_WHAT TO WORK ON_
Every line of the data is to be output verbatim.

######

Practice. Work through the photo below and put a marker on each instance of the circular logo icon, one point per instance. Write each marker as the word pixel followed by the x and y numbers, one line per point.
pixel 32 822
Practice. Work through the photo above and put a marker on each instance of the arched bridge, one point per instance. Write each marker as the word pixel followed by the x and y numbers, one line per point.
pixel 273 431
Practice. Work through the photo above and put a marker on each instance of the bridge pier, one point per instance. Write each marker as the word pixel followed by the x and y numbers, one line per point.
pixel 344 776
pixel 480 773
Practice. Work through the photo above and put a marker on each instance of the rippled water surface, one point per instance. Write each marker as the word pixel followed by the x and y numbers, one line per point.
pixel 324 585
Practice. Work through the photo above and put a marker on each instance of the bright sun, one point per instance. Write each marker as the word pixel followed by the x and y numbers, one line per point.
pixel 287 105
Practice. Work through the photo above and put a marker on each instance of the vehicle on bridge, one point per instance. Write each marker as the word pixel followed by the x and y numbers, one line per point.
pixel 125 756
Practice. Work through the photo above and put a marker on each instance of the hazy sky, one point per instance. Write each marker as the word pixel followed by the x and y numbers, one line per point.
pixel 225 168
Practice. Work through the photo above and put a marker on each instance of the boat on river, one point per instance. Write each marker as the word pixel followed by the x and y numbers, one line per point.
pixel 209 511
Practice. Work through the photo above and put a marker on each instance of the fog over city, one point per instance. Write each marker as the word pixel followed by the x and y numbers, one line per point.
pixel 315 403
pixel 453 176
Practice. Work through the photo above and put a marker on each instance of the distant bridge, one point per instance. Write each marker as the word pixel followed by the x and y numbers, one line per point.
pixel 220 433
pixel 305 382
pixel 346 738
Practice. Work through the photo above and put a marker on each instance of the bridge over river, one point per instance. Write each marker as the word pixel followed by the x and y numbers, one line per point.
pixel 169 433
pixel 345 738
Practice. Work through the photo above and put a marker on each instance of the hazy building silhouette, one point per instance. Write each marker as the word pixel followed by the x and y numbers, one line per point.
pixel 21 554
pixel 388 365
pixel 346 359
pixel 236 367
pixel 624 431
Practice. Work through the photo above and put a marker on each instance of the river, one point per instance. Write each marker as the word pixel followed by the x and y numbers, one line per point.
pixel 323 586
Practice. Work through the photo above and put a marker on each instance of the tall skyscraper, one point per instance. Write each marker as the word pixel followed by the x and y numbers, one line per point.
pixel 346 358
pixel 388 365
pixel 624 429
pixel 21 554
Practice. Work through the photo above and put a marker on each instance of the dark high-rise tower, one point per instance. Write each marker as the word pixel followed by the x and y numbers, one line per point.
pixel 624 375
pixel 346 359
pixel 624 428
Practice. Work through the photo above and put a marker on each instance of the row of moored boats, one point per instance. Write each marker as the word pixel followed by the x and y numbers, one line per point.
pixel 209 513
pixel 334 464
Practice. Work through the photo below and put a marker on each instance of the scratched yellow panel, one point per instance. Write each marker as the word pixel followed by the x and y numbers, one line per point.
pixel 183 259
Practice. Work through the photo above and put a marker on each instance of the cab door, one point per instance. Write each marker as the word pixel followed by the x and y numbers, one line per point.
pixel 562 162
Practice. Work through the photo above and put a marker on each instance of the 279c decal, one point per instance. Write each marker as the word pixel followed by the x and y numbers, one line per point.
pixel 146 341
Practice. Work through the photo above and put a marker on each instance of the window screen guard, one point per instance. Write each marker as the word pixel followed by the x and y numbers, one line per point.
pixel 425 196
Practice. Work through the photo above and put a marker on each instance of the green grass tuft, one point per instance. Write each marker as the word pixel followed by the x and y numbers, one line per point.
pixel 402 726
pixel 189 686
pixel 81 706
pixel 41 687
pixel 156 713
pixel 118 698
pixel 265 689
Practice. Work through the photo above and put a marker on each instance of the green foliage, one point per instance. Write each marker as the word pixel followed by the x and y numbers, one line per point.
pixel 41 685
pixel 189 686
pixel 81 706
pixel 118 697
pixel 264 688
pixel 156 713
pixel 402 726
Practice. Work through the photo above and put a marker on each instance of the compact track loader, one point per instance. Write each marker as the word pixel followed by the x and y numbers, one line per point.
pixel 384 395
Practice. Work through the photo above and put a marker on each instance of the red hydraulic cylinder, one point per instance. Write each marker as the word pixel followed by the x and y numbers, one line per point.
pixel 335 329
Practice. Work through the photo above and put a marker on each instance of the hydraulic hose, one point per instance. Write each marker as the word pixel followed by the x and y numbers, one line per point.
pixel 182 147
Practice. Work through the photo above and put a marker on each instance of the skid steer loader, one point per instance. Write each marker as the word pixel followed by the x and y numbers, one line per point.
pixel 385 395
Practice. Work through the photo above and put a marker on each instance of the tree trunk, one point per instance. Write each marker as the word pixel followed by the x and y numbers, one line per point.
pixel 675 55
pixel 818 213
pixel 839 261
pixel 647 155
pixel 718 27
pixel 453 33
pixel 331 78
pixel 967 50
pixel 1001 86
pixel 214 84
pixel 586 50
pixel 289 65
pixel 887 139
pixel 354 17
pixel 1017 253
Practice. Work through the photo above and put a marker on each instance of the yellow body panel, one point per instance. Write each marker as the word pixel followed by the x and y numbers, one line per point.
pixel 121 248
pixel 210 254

######

_RESPONSE BOX_
Practice. Work through the photo below and put a marker on each instance of the circular logo icon, one point per instance. Write each marker as the word pixel followed by the x and y numbers, one line per point.
pixel 32 822
Practice. Work through the photo above and put a marker on each instance of the arched bridge, one point per instance. Write each marker as the word pixel followed by the x and y numbers, one line per point.
pixel 273 431
Practice. Work through the photo above and put a marker on each instance of the bridge pier, one point per instance. Write each marker as the word pixel followed by the x and y numbers, one line per point.
pixel 344 776
pixel 480 773
Practice. Work through the photo above and put a marker on each instance of the rippled water surface, one point per instance. Write each marker as the word pixel followed by the x and y numbers, one line per point.
pixel 324 585
Practice. Work through the photo above and put a marker on each instance of the bright sun, one point per instance. Write each marker as the word pixel followed by the x and y numbers, one line per point.
pixel 287 105
Practice. Work through the photo above and put a marker on each instance of the vehicle on bridge, one point per instance. Write each marker as the word pixel followed by the x and y numbers, one line per point.
pixel 125 756
Practice. Work through the photo above and put a marker on each instance of the hazy sky, one point per instance. Write each marker as the word pixel followed by the x and y numbers, one line per point.
pixel 225 168
Practice. Work through the photo above and put a marker on each instance of the boat on river, one point per instance. Write each marker as the word pixel followed by the x and y numbers, one line per point.
pixel 209 511
Practice. Work through the photo above and put a marker on each instance of the fog over city, one point per instance. Write each marker as the word pixel followed by the x and y numbers, one line per point.
pixel 315 403
pixel 453 176
Practice. Work through the photo above and put a marker on each instance of the distant bridge, one point per instance. Write each marker as the word pixel followed by the x and y numbers, one line per point.
pixel 220 433
pixel 305 382
pixel 346 738
Practice. Work through the photo above and put a marker on each instance of the bridge over river, one point per instance. Write each marker as the word pixel followed by the x and y numbers, one line per point.
pixel 169 433
pixel 345 738
Practice. Work through the photo above and put a marker on each instance of the hazy building silhouette, one point per instance. Write each marker as the word pixel followed by the x and y numbers, one line per point.
pixel 21 554
pixel 388 365
pixel 346 359
pixel 236 367
pixel 624 431
Practice. Work through the photo above and put a marker on each instance of the river, one point per instance. Write each marker as the word pixel followed by the x and y numbers, one line per point.
pixel 323 586
Practice. Work through the photo above and put a marker on each instance of the tall skyscraper, one point per instance. Write each marker as the word pixel followed by the x and y numbers, one line per point.
pixel 346 358
pixel 388 365
pixel 624 429
pixel 21 554
Practice. Work through the photo above and put a marker on each instance of the dark high-rise tower, one point per instance. Write each marker as the word pixel followed by the x and y numbers, one line per point.
pixel 624 375
pixel 346 359
pixel 624 428
Practice. Work through the photo above and put a marker on each instance of the row of moored boats, one point per instance. Write each marker as the word pixel followed by the x and y numbers, one line per point.
pixel 209 513
pixel 334 464
Practice. Work through the photo below and put a marker on each instance of the scratched yellow panel, one point per instance. Write each marker as the word pixel followed by the x and y numbers, one line per point.
pixel 183 259
Practice. Work through the photo above and put a marker on each instance of the cab door, one point per instance. Write each marker as the word pixel followed by the x and y numbers, one line per point.
pixel 562 162
Practice. Work through the photo above and put a marker on each instance of the 279c decal, one point per instance. Write each marker as the word pixel followed by the x and y numbers, one line per point.
pixel 146 341
Practice. Work through the photo above and put a marker on each instance of the window screen guard, one point per instance. Write each marker as the word pixel followed by the x and y numbers, one line per point.
pixel 425 196
Practice. Work through the photo above and put a marker on each instance of the green grass tuft, one point per instance. Write each marker as the word pixel followed by the x and y numbers, one line per point.
pixel 402 726
pixel 189 686
pixel 81 706
pixel 41 687
pixel 156 713
pixel 118 698
pixel 265 689
Practice. Work through the photo above and put a marker on each instance of the green foliage, one point per instance. Write each marker as the word pixel followed by the x and y numbers, one line per point.
pixel 41 685
pixel 189 686
pixel 81 706
pixel 118 697
pixel 264 688
pixel 156 713
pixel 402 726
Practice. Work through the photo above and put a marker on each instance of the compact track loader, one point per instance. Write each marker as the word pixel followed by the x and y numbers, one line per point.
pixel 384 395
Practice. Work through the photo above and put a marker on each instance of the red hydraulic cylinder, one point per instance. Write each marker as the word pixel followed by the x and y numbers, one line per point.
pixel 335 329
Practice. Work through the photo above and put a marker on each instance of the hydraulic hose, one point per instance. Write each marker as the word pixel followed by the x and y numbers, one line per point.
pixel 182 147
Practice. Work through the photo above and put a marker on each instance of the skid steer loader, one point per instance. Write each marker as the word pixel followed by the x and y numbers, one line per point.
pixel 385 395
Practice. Work through the photo above and put a marker on each instance of the tree trunk, one point per instance. Write each marker as the word pixel followed by the x and y numbers, one line per point.
pixel 675 55
pixel 818 213
pixel 839 261
pixel 647 155
pixel 718 27
pixel 453 33
pixel 331 78
pixel 967 50
pixel 1001 86
pixel 214 84
pixel 586 50
pixel 289 65
pixel 887 139
pixel 354 17
pixel 1017 253
Practice. Work through the photo above and put a marker on each instance of the yellow body panel, one point per instance. Write each marker as the word pixel followed by the x and y numbers, one line per point.
pixel 121 248
pixel 210 254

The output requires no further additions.